- [Source records]:
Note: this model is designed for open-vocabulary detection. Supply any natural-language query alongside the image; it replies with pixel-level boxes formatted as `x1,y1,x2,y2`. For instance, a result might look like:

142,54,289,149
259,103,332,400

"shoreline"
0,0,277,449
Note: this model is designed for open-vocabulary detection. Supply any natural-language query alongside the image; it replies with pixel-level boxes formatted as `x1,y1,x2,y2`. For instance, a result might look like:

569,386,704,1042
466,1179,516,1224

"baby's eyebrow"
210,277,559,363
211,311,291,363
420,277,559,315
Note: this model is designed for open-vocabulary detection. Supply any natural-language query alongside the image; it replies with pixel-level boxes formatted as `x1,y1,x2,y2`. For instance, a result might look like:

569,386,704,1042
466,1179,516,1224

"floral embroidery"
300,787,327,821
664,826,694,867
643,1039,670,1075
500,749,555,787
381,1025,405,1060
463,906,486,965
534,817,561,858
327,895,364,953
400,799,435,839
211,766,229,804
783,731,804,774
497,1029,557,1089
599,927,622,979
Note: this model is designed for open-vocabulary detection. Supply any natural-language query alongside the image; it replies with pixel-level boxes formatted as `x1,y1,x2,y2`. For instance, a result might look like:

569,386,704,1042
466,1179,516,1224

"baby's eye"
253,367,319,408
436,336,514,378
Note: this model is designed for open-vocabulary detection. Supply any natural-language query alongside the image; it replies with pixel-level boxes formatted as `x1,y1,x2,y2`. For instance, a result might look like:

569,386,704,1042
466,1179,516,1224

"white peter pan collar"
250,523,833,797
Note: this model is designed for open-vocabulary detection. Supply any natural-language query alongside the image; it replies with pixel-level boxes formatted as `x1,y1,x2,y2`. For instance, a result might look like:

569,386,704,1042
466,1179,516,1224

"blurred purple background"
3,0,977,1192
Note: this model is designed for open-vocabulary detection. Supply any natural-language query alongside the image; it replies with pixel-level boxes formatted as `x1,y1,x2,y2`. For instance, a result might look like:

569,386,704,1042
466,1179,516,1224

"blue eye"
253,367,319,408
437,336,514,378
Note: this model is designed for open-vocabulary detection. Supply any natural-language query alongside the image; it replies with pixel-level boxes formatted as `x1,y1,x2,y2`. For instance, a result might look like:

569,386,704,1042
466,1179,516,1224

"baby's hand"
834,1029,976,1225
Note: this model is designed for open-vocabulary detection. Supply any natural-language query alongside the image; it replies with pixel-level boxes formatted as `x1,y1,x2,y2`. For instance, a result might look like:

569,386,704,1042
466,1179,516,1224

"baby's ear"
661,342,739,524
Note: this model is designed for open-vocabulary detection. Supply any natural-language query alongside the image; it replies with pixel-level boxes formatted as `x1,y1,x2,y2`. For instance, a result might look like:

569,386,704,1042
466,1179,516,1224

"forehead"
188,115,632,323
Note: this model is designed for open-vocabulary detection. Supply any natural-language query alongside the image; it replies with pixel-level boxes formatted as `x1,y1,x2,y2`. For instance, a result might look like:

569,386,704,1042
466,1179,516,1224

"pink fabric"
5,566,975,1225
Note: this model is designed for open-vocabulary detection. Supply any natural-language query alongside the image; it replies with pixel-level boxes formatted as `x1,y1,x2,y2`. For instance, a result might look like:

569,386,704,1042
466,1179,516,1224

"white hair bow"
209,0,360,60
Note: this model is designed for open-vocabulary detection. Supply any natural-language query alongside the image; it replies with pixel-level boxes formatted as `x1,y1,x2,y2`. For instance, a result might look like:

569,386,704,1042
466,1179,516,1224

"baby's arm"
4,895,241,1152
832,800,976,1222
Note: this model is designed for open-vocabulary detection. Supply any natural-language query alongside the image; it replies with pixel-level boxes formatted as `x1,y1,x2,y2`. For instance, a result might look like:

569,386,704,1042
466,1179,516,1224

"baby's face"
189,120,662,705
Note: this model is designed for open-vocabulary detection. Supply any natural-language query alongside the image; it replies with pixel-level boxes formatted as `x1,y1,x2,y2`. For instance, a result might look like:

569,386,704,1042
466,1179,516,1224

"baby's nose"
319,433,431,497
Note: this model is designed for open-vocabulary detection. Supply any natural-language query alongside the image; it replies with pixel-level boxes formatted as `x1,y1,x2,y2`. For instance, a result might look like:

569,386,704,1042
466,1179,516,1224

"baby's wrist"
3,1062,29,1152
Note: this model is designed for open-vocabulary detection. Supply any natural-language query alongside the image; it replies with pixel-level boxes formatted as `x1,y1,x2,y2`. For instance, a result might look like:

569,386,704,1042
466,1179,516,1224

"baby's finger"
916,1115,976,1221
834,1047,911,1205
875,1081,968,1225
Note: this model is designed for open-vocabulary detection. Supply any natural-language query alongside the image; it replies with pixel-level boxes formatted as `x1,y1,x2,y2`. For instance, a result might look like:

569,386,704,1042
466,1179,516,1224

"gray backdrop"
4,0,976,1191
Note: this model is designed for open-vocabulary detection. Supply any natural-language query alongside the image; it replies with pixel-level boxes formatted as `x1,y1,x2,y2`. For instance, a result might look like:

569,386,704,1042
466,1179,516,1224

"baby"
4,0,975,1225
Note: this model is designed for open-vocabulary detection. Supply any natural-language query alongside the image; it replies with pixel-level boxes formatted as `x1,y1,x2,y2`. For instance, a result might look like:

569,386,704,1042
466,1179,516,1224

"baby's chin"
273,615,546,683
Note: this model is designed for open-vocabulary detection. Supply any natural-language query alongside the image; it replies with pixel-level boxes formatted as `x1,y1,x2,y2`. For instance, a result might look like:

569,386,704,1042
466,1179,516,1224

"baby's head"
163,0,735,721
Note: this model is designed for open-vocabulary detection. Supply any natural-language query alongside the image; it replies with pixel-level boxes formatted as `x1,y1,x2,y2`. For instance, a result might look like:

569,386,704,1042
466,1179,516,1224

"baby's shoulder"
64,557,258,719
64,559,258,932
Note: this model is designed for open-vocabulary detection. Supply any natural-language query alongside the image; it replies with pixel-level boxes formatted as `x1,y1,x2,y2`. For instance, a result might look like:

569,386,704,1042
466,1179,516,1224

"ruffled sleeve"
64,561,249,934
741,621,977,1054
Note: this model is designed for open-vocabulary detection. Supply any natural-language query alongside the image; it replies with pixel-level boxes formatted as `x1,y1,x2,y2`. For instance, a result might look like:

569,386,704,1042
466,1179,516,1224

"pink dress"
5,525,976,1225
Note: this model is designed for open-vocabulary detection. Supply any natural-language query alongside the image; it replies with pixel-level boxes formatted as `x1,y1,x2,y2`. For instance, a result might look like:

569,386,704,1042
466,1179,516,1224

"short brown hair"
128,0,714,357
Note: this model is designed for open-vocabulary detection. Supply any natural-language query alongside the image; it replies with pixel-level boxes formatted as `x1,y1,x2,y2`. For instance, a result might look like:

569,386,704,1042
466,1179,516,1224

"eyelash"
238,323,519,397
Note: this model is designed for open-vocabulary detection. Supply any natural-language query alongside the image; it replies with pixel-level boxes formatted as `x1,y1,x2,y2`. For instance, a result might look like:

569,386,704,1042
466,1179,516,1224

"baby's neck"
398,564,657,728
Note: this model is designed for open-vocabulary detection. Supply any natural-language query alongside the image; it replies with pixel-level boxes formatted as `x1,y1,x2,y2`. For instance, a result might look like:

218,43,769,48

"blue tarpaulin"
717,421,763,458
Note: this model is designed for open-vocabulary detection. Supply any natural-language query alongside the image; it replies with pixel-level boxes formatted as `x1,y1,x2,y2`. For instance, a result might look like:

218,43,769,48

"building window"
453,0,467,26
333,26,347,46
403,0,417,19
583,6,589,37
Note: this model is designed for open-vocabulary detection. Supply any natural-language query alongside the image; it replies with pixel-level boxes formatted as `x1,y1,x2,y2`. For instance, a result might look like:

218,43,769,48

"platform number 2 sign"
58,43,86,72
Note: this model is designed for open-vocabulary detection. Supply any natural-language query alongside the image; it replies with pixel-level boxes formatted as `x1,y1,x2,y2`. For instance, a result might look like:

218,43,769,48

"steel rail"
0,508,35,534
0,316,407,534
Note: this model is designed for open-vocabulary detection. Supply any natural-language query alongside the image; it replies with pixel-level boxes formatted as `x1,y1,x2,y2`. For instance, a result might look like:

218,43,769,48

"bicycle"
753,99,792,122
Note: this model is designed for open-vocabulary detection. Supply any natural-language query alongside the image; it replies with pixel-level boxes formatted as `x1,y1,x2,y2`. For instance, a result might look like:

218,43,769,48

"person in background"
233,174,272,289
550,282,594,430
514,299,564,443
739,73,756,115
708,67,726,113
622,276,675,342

- [Given problem]: Please count the lines above that contain the string "white" and reply with only that number.

- [Correct response]: 2